Die Aufgaben:
1) Fassen Sie den Textauszug über Wälder und Nachhaltigkeit in zwei Sätzen zusammen.
2) Schreiben Sie die Passage des Textauszugs von „In den letzten“ bis „gefährdet den Wohlstand.“ ab und ersetzen Sie dabei „Wohlstand“ durch „Lebensstandard“.

Zuwachsstarke Wälder absorbieren CO2 jährlich direkt aus der Atmosphäre und produzieren Holz zur stofflichen und energetischen Nutzung, das fossile CO2-intensive Materialien und Energieträger ersetzt. 


In den letzten 20 Jahren wurde der  Ausbau der erneuerbaren Energien systematisch behindert. Dies führte zu einer verstärkten Abhängigkeit von fossilen Energien, weil sowohl der Weltenergiebedarf durch eine steigende Weltbevölkerung als auch der Pro-Kopf-Energiebedarf kontinuierlich gestiegen ist. Das macht abhängiger und gefährdet den Wohlstand.


Deshalb können wir uns weitere Flächenstilllegung von Waldflächen und landwirtschaftlichen Flächen nicht leisten, weil dies unsere Abhängigkeit von den Weltmärkten weiter erhöht und zu einer katastrophalen globalen Naturzerstörung führt. Globaler Naturschutz ist viel wichtiger als einseitiger lokaler Naturschutz im Sinne von „Natur sich selbst überlassen“, der umweltfreundliches nachhaltiges regionales Wirtschaften unmöglich macht. Wir können Bewahren unserer natürlichen Lebensgrundlagen nur durch nachhaltiges Bewirtschaften erreichen – in allen drei Dimensionen der Nachhaltigkeit.

Gegebene Daten:
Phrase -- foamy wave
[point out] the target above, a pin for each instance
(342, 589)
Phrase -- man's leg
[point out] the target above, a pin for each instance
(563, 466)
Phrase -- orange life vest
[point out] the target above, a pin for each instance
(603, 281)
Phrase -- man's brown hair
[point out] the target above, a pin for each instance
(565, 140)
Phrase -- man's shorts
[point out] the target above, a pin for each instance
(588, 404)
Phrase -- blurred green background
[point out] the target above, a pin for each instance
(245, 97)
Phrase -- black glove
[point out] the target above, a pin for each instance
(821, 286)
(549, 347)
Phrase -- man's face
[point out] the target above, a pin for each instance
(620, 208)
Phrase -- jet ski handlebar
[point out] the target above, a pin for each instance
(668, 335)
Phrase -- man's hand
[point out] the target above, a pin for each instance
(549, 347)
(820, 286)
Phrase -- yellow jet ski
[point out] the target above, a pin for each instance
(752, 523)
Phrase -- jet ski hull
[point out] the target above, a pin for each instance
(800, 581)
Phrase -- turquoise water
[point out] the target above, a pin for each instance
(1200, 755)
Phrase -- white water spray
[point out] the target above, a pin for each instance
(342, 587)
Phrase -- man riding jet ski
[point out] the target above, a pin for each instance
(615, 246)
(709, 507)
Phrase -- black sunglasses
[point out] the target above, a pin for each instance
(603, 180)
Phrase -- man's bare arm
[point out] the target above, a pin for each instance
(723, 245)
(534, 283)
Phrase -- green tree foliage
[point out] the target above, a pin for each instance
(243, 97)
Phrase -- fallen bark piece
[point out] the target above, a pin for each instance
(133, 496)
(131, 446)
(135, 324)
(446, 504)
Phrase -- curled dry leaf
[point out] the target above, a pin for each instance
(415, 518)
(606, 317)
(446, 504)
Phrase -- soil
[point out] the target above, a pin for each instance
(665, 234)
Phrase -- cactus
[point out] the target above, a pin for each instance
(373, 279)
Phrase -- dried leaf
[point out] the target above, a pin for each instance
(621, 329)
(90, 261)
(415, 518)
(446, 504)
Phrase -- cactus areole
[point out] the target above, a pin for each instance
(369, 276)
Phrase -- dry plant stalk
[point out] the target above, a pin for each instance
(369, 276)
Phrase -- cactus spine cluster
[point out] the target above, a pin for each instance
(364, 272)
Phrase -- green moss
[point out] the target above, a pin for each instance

Lösungen:
1) Zuwachsstarke Wälder nehmen jährlich CO2 aus der Atmosphäre auf und liefern Holz, das fossile, CO2-intensive Materialien und Energieträger ersetzt. Weil der behinderte Ausbau der erneuerbaren Energien die Abhängigkeit von fossilen Energien verstärkt hat, hält der Textauszug weitere Flächenstilllegungen für nicht tragbar und sieht die natürlichen Lebensgrundlagen nur durch nachhaltiges Bewirtschaften bewahrt.

2)
In den letzten 20 Jahren wurde der  Ausbau der erneuerbaren Energien systematisch behindert. Dies führte zu einer verstärkten Abhängigkeit von fossilen Energien, weil sowohl der Weltenergiebedarf durch eine steigende Weltbevölkerung als auch der Pro-Kopf-Energiebedarf kontinuierlich gestiegen ist. Das macht abhängiger und gefährdet den Lebensstandard.